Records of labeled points
┏━━
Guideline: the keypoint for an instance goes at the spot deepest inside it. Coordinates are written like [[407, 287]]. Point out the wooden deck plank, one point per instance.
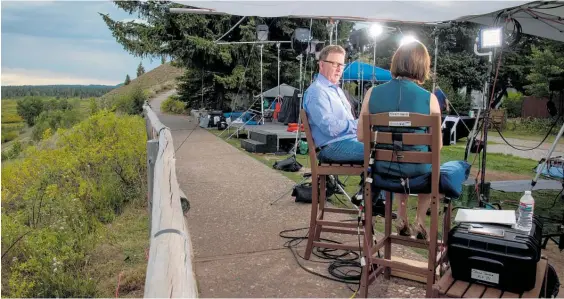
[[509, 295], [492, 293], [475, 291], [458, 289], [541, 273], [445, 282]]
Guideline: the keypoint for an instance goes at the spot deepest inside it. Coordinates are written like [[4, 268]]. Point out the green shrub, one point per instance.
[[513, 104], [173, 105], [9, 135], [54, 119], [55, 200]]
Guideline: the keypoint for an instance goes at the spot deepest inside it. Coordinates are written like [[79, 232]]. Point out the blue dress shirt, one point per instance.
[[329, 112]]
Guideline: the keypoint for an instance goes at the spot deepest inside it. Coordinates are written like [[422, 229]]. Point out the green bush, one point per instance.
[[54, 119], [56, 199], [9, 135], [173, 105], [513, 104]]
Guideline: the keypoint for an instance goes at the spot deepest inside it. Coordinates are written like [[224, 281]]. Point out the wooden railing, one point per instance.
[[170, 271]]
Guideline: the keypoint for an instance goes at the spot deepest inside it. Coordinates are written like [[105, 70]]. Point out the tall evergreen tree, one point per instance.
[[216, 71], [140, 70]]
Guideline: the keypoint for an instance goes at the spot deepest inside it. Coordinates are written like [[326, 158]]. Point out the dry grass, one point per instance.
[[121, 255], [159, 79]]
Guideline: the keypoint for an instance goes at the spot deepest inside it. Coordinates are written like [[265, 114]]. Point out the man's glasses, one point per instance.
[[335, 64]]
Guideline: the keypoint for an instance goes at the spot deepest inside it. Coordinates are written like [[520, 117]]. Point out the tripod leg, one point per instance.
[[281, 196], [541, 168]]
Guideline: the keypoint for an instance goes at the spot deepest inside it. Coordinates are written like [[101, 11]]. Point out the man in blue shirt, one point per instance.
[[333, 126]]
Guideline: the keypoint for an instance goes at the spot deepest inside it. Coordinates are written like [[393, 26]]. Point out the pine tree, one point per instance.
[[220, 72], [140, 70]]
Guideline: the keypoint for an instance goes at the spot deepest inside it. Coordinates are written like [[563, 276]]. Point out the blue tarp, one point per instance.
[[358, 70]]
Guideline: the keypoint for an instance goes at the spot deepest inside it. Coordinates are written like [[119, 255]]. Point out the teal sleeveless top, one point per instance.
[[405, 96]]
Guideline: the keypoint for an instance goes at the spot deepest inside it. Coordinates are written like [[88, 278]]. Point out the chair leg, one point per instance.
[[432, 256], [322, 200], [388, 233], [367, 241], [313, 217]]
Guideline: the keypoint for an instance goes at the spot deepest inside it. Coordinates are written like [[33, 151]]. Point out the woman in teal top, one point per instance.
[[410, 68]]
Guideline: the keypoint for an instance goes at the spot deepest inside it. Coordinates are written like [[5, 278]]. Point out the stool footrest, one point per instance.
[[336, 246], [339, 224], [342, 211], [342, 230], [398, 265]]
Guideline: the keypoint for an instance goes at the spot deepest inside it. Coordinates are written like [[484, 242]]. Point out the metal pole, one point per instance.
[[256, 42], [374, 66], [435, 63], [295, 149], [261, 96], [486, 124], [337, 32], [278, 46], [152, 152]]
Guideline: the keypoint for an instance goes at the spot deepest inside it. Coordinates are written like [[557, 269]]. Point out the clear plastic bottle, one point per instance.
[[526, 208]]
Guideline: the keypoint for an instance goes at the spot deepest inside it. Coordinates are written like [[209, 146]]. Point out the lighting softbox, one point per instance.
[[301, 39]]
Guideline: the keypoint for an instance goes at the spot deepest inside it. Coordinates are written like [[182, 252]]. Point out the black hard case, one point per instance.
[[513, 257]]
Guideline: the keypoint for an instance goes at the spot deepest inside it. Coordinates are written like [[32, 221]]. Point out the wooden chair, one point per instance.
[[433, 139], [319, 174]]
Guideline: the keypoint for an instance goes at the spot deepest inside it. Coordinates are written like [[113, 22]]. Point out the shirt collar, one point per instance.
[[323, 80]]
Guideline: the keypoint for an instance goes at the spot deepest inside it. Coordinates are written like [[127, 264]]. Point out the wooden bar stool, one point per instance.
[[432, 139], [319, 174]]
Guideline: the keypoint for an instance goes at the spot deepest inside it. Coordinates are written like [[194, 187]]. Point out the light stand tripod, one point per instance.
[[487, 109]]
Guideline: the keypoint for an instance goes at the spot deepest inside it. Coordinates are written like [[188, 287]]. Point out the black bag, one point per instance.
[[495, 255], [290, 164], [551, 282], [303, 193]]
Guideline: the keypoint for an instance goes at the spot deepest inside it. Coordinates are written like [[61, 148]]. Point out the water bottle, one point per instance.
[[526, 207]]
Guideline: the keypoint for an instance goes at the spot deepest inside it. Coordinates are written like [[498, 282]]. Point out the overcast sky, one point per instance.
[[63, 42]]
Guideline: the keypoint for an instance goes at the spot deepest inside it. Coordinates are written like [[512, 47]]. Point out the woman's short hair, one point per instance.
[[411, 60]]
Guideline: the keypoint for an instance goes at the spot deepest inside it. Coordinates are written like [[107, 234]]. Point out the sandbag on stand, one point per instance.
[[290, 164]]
┗━━
**Set task:** Scale the items above, starting at the line containing "tripod leg, one point per instance." and ending at the line containing "[[336, 246], [339, 224], [342, 211], [342, 230], [398, 265]]", both ends included. Rewrite only those lines, leaving each request and its sample coordinates unchanged, and multiply every answer coordinate by 1.5, rounding to whole numbers with halves going up.

**Response to the task:**
Guideline: the keypoint for an instance goes at the spot deepest inside it. Coordinates are written like [[520, 117]]. Point out the tripod leg, one point per instance.
[[422, 294], [812, 252]]
Guideline: the keypoint for an instance goes at the spot deepest inside it. Coordinates are written like [[101, 11]]. Point out the man in blue shirt, one point per instance.
[[500, 189]]
Guideline: the keypoint for an instance goes at the spot deepest inside it. Coordinates are written like [[393, 26]]. Point out the pine tree, one point per instance.
[[330, 108], [210, 105]]
Guideline: the keypoint for an instance goes at the spot deepest inside it. Coordinates are written like [[563, 276]]. Point out the blue tarp, one point per instance.
[[537, 105]]
Guideline: the keypoint for an instance goes at the spot deepest inside it. Coordinates are written like [[119, 255]]. Point out the teal sleeveless top, one point per instance.
[[608, 144]]
Guideline: the keypoint for an instance goes at the spot deepest inside it. Coordinates are written like [[88, 278]]. Point out the chair leg, one point per instance.
[[648, 384], [483, 300], [582, 350], [551, 362], [470, 326]]
Guideline: the keypoint for an instance goes at the spot deepest inside it. Coordinates are written like [[33, 151]]. Point out the woman in teal top, one point per instance.
[[615, 102]]
Guideline: the keypoint for an instance goes at the spot deepest inside it. Coordinates are written like [[5, 278]]. Point out the stool footrest, one point per instance.
[[504, 369], [509, 336], [513, 317], [513, 345], [597, 398]]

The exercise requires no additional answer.